Point annotation records:
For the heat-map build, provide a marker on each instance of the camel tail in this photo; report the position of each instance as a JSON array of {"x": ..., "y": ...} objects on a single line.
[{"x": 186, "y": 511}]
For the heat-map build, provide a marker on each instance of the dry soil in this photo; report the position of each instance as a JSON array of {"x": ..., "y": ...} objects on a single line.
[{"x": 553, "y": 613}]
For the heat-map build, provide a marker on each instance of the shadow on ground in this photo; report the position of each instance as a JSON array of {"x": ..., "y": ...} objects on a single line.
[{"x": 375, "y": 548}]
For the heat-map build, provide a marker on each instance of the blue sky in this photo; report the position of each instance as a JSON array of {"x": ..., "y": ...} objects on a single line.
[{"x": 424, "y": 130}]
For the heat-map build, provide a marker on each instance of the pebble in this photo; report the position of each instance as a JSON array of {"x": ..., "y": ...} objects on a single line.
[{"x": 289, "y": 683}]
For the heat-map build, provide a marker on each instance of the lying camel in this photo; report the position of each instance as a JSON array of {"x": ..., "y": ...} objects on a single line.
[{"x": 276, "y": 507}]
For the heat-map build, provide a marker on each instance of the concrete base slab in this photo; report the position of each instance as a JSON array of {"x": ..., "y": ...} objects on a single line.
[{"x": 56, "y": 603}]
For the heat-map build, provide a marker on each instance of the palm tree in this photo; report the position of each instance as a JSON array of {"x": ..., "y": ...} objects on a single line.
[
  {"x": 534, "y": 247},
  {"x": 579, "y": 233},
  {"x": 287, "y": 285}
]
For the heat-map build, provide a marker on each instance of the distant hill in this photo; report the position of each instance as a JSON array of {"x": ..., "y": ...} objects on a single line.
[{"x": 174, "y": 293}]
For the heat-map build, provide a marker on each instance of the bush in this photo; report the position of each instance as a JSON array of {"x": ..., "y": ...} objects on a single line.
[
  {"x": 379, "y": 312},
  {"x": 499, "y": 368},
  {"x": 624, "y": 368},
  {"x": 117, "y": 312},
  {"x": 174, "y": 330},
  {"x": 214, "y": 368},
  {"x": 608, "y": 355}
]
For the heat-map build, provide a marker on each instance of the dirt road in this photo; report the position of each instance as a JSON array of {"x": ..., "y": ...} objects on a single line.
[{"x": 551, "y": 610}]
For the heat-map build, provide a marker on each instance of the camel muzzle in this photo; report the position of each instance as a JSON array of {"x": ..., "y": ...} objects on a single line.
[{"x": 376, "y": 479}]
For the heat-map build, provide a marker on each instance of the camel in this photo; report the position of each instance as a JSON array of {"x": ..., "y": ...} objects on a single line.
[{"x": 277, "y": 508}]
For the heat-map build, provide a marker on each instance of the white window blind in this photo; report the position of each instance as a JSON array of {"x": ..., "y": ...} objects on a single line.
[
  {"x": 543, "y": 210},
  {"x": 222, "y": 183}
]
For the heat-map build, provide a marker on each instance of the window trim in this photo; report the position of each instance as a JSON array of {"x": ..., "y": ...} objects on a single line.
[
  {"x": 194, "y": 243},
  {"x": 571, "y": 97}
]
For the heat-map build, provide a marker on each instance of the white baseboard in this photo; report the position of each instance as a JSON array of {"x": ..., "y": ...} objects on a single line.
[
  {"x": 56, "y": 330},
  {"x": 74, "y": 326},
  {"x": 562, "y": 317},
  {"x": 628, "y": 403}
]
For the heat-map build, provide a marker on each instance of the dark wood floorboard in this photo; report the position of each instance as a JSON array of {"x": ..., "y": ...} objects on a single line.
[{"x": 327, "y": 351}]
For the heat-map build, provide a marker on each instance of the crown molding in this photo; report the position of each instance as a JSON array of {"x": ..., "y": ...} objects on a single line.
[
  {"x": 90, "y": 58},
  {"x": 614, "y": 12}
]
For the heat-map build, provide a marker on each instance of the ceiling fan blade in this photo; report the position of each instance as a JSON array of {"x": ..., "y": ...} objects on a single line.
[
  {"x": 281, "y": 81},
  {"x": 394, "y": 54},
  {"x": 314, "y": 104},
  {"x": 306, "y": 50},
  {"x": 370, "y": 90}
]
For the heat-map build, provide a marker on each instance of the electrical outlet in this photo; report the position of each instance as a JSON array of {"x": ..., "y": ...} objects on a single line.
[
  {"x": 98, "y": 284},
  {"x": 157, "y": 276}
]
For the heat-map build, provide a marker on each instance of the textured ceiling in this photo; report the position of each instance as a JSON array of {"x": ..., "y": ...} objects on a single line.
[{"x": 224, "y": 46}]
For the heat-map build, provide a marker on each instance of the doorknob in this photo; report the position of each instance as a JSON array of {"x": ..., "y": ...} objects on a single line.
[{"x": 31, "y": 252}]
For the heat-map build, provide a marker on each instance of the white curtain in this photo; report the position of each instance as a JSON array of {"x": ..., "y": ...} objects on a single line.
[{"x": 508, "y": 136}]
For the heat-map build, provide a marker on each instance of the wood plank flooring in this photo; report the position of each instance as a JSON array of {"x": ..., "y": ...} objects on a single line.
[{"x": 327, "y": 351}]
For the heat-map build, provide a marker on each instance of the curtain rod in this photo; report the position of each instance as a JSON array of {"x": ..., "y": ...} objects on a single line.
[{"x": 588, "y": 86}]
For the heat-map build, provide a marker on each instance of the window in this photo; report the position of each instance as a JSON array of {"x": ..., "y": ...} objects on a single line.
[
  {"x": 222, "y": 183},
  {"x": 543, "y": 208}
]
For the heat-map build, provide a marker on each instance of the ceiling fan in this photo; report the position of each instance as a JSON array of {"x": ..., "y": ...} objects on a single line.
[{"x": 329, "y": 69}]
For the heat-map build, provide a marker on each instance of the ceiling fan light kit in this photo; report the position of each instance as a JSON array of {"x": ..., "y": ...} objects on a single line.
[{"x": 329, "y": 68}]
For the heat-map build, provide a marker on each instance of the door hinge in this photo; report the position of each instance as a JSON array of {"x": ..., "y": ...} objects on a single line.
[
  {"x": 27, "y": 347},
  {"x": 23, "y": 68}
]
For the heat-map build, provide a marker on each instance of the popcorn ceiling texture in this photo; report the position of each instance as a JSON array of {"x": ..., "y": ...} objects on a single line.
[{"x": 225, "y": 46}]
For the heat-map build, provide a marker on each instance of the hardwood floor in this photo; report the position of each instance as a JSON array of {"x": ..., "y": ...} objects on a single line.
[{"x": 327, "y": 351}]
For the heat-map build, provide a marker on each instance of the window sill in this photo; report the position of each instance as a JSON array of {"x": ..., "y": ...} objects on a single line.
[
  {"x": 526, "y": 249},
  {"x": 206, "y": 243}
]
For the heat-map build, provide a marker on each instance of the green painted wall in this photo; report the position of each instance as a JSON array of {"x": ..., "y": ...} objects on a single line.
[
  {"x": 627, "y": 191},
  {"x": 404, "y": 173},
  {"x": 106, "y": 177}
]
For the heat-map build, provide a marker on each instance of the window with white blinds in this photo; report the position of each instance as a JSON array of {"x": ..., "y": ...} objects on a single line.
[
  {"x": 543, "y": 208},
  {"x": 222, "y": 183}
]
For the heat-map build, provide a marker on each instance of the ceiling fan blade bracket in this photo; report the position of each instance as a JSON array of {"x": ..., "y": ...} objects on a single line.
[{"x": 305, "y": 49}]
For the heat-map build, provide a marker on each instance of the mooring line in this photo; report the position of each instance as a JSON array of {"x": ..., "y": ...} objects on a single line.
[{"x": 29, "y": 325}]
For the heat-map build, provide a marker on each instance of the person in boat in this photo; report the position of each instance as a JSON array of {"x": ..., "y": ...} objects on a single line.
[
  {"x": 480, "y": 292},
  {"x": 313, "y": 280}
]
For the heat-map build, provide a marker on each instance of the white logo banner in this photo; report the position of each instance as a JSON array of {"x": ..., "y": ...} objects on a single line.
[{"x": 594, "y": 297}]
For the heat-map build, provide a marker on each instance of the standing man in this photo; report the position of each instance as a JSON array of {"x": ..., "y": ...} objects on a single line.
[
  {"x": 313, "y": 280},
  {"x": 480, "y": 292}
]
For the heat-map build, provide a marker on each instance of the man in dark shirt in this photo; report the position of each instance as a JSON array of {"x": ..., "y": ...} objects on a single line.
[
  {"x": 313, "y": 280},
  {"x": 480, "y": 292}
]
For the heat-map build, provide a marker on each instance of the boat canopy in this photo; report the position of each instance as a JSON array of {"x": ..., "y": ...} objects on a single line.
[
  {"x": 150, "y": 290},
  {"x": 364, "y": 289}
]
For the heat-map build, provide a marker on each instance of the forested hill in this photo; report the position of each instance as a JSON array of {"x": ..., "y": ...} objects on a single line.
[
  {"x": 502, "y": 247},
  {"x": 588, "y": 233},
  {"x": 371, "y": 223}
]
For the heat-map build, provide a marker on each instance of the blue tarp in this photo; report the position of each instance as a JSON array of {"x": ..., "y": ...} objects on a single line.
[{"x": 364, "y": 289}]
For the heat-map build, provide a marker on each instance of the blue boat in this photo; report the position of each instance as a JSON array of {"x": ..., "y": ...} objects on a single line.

THE PROBLEM:
From the line containing "man in dark" through the closing line of the material above, return every line exactly and omit all others.

SOLUTION:
For the heat-map build, provide a marker on each instance of the man in dark shirt in this photo; report the position of each instance as a JSON array of {"x": ..., "y": ...} objects on a single line.
[
  {"x": 313, "y": 280},
  {"x": 480, "y": 292}
]
For the heat-map build, provide a marker on each instance of the boat canopy in this photo; report the position of each instance as a JSON array of {"x": ..., "y": ...} objects on a single line.
[
  {"x": 150, "y": 290},
  {"x": 364, "y": 289}
]
For the heat-map build, provide a marker on each instance of the forested hill in this photo; report the position of each instance as a JSON array of {"x": ..., "y": ...} objects on a single line.
[
  {"x": 502, "y": 247},
  {"x": 588, "y": 233},
  {"x": 371, "y": 223}
]
For the heat-map build, provide a marker on each instance of the blue tarp in this photo; report the position of each instance as a JSON array of {"x": ..., "y": ...} objects on a single line.
[{"x": 364, "y": 289}]
For the heat-map build, provide a marker on each instance of the blue boat in this photo; report the position of each instance as a JSON array of {"x": ..., "y": ...} objects on a single line.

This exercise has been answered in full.